INSTRUCTIONS TO FOLLOW -> List every date in the USS Pinnebog article that gives a day, month, and year.

EXCERPT PROVIDED ->

General characteristics
- Class & type: Patapsco-class gasoline tanker
- Tonnage: 2,120 long tons deadweight (DWT)
- Displacement: 1,846 long tons (1,876 t) light; 4,130 long tons (4,196 t) full load;
- Length: 310 ft 9 in (94.72 m)
- Beam: 48 ft 6 in (14.78 m)
- Draft: 15 ft 8 in (4.78 m)
- Propulsion: 4 × General Electric diesel engines, electric drive, twin shafts, 3,300 hp (2,461 kW)
- Speed: 14 knots (16 mph; 26 km/h)
- Complement: 131
- Armament: 4 × 3"/50 caliber guns; 12 × 20 mm AA guns;

= USS Pinnebog =

United States Navy Patapsco-class gasoline tanker

USS Pinnebog (AOG–58) was a acquired by the U.S. Navy for the dangerous task of transporting gasoline to warships in the fleet, and to remote Navy stations.

Pinnebog was laid down, 29 December 1944, as a Maritime Commission type (T1-MT-M1) tanker hull, under a Maritime Commission contract, at Cargill, Inc., Savage, Minnesota. She was launched on 12 May 1945 and commissioned Pinnebog (AOG-58), 20 October 1945.

== Service as a U.S. Navy gasoline tanker ==
After serving with the U.S. Navy for 3½ years as a gasoline tanker, Pinnebog was placed out of commission in reserve 2 May 1949 in the Texas Group, Atlantic Reserve Fleet.

Reactivated, she was assigned to MSTS in March 1952 and operated under contract with a civilian crew until July 1954, when she was again placed in reserve, berthed in Florida. She was transferred to the Maritime Administration 20 April 1956 and to MSTS 23 April 1956.

== Loaned to the U.S. Air Force ==
She was then operated by an MSTS civil service crew until September 1957, when she was loaned to the U.S. Air Force.

== Deactivation ==
Pinnebog was struck from the Naval Register (date unknown) and custody was transferred to the Maritime Commission, 15 December 1987. She was scrapped on 18 April 1988.

SOURCE INFORMATION ->
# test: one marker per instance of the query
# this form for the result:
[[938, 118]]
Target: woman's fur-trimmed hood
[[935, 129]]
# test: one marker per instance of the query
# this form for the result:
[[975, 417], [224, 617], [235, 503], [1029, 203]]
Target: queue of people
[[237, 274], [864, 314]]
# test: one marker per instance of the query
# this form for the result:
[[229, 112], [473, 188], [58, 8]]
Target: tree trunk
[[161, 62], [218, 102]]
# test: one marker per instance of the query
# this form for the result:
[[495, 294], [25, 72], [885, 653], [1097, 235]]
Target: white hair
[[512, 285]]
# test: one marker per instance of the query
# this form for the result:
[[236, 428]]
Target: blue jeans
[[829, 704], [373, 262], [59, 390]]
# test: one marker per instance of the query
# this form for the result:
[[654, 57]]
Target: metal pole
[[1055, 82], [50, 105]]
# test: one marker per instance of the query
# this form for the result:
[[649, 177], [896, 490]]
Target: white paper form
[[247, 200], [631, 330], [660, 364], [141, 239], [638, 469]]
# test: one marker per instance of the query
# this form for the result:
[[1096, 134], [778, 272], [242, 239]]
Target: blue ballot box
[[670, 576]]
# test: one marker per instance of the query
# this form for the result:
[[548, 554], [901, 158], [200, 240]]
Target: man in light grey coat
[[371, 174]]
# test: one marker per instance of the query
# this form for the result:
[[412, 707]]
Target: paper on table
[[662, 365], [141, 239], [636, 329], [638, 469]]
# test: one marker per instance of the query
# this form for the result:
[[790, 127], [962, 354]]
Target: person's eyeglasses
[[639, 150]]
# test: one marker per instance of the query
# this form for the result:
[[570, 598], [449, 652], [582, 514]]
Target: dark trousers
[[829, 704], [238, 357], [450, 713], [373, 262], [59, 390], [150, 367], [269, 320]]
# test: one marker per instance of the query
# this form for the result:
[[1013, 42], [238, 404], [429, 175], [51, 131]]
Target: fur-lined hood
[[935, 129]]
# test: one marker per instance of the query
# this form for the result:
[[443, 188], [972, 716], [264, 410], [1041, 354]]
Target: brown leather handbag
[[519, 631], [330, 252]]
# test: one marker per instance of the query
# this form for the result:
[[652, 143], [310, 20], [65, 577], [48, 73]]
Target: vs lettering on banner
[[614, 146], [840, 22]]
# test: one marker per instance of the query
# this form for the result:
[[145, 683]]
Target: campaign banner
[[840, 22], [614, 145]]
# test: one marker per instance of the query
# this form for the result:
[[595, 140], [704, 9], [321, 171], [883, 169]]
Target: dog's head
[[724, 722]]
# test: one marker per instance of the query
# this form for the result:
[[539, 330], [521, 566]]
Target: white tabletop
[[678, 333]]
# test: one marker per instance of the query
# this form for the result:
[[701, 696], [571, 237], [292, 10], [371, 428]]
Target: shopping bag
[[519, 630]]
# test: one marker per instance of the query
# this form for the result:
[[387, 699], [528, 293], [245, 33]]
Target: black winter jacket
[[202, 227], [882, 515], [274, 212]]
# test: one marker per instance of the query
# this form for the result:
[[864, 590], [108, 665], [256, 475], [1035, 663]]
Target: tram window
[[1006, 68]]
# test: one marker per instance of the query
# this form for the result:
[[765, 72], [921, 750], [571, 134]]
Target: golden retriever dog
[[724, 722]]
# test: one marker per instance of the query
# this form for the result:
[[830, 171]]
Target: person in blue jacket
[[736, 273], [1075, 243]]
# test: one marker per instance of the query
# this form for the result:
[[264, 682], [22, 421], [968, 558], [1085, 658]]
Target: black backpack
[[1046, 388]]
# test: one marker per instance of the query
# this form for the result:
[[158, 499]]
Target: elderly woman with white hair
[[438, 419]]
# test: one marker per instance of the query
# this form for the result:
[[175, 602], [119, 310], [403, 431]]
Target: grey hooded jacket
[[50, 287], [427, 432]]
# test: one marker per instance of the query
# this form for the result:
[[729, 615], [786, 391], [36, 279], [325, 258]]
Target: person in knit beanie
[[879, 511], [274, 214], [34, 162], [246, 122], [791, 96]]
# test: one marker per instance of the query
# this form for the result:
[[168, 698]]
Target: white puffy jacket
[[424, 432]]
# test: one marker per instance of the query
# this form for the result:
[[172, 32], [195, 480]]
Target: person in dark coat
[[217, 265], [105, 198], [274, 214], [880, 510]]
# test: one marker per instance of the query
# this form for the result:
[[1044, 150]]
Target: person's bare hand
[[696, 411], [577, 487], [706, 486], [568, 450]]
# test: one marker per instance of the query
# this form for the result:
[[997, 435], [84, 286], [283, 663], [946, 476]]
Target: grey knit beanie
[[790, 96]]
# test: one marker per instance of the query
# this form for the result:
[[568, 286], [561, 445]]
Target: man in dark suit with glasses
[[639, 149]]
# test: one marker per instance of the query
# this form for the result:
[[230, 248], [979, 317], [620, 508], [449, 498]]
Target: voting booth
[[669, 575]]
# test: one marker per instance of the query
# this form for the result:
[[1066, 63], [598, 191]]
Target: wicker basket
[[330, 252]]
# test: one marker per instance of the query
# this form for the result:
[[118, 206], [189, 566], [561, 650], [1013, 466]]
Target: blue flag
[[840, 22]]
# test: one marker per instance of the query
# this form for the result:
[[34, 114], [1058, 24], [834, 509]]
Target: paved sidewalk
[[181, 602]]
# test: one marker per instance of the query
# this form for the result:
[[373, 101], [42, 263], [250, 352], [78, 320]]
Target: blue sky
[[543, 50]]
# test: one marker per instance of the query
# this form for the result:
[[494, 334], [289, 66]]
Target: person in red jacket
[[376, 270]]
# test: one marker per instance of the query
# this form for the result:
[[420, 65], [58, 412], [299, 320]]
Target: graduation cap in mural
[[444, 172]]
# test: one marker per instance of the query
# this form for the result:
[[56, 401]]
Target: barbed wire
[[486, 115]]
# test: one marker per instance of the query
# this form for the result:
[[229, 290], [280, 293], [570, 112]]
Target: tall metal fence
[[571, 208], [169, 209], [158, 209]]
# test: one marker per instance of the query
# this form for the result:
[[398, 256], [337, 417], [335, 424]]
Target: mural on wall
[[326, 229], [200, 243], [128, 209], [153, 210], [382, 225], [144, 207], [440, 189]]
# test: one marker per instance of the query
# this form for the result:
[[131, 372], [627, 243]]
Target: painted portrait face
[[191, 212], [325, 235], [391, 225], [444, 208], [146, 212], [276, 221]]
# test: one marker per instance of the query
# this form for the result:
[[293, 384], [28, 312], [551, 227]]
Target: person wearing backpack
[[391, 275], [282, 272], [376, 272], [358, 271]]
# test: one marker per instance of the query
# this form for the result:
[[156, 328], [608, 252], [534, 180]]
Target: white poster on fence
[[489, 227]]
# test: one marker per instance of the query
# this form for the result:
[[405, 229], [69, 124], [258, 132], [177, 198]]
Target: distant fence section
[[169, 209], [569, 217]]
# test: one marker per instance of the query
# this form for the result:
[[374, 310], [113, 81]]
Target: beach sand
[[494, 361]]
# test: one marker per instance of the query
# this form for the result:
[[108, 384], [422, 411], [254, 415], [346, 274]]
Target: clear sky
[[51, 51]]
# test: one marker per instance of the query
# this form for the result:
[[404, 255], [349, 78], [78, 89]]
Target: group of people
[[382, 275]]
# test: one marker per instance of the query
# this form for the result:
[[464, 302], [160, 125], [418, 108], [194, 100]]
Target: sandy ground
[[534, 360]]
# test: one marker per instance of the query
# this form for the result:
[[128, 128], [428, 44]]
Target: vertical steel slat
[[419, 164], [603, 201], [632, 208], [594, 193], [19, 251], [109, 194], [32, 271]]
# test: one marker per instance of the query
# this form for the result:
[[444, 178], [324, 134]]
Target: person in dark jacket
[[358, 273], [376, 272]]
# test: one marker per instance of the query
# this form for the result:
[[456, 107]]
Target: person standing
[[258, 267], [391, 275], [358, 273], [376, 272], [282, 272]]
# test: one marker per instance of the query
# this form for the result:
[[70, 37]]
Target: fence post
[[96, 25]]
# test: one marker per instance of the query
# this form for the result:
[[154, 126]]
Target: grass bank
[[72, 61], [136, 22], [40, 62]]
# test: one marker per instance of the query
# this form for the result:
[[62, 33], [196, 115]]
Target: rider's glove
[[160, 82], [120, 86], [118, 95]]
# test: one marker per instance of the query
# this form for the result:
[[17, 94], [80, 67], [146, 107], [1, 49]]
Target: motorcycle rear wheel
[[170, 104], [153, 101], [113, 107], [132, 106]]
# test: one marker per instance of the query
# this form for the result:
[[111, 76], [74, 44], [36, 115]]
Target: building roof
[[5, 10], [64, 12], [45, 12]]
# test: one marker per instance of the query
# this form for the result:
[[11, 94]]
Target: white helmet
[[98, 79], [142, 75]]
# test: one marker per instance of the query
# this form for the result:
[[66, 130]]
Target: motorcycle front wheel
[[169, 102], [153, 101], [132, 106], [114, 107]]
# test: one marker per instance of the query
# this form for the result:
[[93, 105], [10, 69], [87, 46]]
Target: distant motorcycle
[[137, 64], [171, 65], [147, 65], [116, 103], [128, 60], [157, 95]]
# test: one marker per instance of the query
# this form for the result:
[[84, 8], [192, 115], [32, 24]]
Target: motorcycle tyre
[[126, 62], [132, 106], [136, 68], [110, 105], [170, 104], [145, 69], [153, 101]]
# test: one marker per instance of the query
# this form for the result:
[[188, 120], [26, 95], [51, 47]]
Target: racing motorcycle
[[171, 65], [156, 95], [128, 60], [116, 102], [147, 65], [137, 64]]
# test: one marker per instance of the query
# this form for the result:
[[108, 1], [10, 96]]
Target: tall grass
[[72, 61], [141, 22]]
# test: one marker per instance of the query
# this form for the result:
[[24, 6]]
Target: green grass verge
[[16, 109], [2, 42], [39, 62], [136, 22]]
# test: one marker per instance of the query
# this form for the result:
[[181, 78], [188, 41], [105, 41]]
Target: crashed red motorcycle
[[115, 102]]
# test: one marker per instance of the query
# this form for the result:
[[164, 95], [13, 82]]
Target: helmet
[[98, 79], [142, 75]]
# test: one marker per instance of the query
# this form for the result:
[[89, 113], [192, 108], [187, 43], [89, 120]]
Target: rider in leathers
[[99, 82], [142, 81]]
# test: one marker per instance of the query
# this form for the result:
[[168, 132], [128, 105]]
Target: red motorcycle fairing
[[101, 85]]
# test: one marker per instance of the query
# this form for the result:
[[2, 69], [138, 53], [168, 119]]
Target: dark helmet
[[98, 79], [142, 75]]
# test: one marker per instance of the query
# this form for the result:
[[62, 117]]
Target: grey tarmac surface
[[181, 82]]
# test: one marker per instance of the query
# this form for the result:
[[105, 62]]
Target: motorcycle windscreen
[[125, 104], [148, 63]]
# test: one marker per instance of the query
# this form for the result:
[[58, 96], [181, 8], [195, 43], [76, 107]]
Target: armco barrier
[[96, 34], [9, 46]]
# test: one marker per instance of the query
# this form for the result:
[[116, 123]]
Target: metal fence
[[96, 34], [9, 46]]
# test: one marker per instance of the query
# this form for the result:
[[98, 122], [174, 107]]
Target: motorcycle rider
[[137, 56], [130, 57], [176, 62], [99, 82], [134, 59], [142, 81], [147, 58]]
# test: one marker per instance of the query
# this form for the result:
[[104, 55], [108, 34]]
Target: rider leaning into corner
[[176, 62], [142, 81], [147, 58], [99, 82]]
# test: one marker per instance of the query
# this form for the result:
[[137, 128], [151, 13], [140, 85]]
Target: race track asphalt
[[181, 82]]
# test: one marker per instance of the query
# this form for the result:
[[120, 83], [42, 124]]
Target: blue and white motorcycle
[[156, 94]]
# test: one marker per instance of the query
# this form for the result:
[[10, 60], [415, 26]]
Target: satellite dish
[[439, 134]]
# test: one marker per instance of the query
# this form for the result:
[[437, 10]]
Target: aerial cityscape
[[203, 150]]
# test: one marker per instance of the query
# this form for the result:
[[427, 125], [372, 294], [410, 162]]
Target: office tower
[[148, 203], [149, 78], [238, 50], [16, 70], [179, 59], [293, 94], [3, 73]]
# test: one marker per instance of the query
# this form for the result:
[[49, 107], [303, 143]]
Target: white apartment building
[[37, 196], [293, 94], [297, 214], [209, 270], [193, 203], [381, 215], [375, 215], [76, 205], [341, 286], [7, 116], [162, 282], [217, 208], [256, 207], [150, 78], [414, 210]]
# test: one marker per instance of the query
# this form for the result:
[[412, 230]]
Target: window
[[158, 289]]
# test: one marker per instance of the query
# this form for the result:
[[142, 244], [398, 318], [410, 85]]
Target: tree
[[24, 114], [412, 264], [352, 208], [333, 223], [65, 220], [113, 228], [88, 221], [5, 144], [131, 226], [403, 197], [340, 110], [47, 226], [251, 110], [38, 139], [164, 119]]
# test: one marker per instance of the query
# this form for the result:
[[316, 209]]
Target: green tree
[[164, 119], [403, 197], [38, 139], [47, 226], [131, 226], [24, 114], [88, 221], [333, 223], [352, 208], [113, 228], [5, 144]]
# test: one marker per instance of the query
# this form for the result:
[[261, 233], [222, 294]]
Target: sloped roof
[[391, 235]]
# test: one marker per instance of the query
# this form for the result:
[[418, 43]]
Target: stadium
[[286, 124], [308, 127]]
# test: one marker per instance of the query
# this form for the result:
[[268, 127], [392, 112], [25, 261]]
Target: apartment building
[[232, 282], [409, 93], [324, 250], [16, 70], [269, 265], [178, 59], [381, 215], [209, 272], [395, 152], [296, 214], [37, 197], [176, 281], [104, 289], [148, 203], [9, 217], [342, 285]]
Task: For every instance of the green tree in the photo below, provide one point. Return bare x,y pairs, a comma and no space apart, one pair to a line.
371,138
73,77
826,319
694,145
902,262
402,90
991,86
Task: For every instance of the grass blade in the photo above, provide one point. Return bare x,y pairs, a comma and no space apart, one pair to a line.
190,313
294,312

TASK ANSWER ->
- 29 December 1944
- 12 May 1945
- 20 October 1945
- 2 May 1949
- 20 April 1956
- 23 April 1956
- 15 December 1987
- 18 April 1988